> What you should do
Rewrite the material below with every occurrence of "smartphone" changed to "mobile phone", leaving everything else as it stands.

____

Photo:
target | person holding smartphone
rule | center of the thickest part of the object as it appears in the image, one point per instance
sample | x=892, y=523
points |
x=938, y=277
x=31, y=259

____

> Answer to the exercise
Photo:
target | person holding mobile phone
rule | center of the thickest part of the object as it appears in the image, one point per instance
sample | x=892, y=523
points |
x=938, y=277
x=31, y=259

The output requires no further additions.